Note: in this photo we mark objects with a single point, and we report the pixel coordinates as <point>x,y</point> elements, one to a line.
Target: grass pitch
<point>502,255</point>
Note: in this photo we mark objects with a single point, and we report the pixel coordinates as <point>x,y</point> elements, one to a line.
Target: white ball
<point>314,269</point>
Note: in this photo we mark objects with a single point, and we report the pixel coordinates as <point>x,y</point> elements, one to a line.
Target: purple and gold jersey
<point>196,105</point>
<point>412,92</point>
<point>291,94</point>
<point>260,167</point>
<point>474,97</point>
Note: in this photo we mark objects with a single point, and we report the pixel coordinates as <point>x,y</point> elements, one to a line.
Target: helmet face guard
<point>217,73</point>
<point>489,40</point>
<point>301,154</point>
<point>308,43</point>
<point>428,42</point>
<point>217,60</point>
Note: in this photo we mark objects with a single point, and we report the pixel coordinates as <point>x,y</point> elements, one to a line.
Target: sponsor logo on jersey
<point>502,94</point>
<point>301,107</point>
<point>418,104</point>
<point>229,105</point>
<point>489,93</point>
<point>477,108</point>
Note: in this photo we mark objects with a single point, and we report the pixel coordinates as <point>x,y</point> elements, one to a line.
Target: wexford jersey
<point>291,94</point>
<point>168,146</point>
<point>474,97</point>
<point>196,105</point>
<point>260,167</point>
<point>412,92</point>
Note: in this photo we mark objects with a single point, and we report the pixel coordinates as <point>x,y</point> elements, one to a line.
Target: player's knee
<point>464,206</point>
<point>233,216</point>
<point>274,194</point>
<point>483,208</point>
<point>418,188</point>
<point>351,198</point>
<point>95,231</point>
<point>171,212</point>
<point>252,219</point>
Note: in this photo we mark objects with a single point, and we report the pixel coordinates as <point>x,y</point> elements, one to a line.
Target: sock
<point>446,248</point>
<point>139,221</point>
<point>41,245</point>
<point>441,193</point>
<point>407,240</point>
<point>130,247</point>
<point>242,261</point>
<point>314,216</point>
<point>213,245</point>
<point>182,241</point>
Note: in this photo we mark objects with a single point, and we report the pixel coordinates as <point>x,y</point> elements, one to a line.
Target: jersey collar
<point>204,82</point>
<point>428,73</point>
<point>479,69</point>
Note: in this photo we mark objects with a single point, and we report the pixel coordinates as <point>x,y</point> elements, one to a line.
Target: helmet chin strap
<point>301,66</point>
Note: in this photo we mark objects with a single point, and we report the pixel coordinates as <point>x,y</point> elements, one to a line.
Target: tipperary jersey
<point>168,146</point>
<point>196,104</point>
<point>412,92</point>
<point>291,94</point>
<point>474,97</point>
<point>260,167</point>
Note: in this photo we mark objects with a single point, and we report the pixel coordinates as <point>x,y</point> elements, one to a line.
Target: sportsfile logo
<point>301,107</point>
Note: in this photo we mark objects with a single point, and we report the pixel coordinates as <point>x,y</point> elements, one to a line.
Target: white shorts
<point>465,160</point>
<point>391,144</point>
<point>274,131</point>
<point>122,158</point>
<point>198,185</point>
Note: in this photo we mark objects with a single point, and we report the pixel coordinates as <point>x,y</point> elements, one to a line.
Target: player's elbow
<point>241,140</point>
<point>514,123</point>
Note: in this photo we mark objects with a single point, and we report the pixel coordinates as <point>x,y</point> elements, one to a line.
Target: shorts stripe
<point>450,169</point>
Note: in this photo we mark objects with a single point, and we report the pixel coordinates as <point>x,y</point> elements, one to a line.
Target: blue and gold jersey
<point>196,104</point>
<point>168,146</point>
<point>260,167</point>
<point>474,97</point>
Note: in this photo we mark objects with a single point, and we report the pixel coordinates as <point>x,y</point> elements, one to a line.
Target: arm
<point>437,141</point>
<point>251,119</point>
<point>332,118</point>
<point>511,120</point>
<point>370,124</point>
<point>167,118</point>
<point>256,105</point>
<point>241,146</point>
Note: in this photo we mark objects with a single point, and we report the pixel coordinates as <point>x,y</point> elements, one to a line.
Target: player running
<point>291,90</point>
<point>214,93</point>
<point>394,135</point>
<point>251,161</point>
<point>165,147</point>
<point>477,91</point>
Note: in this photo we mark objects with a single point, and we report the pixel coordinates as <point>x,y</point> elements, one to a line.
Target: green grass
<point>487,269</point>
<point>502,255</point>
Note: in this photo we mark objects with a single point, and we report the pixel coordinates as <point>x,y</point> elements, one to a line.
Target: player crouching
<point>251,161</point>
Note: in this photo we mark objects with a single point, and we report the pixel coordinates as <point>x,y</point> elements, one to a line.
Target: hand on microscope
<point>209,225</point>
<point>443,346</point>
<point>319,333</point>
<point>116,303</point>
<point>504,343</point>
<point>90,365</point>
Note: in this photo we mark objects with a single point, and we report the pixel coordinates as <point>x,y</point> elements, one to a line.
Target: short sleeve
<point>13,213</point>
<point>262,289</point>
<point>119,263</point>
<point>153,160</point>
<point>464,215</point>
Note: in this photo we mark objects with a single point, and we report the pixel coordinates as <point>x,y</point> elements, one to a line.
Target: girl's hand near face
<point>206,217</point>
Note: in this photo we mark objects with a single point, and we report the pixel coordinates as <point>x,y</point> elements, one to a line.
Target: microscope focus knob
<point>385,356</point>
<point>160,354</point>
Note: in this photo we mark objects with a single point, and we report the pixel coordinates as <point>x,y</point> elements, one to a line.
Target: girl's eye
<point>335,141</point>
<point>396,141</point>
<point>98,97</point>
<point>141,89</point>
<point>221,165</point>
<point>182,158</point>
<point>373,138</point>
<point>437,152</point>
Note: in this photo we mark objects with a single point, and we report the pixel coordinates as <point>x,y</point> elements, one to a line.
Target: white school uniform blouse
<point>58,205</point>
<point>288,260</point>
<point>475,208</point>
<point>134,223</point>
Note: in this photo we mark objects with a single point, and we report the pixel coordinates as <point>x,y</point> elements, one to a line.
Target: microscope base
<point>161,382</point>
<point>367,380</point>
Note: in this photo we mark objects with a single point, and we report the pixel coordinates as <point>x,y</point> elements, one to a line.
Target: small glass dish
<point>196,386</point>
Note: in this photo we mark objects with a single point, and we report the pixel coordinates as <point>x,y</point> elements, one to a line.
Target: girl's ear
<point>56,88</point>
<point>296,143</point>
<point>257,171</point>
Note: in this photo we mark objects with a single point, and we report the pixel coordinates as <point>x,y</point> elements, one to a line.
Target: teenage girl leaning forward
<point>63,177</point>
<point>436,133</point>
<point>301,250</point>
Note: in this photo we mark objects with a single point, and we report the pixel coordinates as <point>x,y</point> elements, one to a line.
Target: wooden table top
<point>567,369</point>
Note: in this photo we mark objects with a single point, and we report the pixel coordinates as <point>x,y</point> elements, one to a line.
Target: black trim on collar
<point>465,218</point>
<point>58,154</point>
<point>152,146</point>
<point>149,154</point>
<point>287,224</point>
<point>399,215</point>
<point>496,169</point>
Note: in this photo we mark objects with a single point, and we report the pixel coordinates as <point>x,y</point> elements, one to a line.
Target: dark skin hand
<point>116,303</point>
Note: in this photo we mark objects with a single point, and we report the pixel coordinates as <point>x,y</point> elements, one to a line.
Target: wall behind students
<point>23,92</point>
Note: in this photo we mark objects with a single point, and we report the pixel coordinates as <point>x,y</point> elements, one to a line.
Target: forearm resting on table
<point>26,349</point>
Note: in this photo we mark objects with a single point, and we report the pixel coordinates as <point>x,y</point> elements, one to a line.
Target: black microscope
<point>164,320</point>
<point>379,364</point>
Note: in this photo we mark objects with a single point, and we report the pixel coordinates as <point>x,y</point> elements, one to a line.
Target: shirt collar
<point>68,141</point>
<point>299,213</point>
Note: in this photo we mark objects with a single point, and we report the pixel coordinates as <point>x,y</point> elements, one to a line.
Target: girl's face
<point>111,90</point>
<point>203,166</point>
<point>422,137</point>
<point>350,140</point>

Aim: Can you put everything from the start of the entries down to the line containing "<point>314,269</point>", both ends included, into a Markdown table with the columns Row and Text? Number each line in Row, place its wording in Text, and leave out any blank lines.

Answer to the task:
| Row | Text |
|---|---|
| 1 | Note: in this photo we mark objects with a single point, and we report the pixel coordinates as <point>x,y</point> elements, one to a line. |
| 2 | Target: grass pitch |
| 3 | <point>502,255</point> |
| 4 | Note: in this photo we mark objects with a single point, and we report the pixel coordinates as <point>x,y</point> elements, one to a line. |
| 5 | Target: white ball |
| 6 | <point>314,269</point> |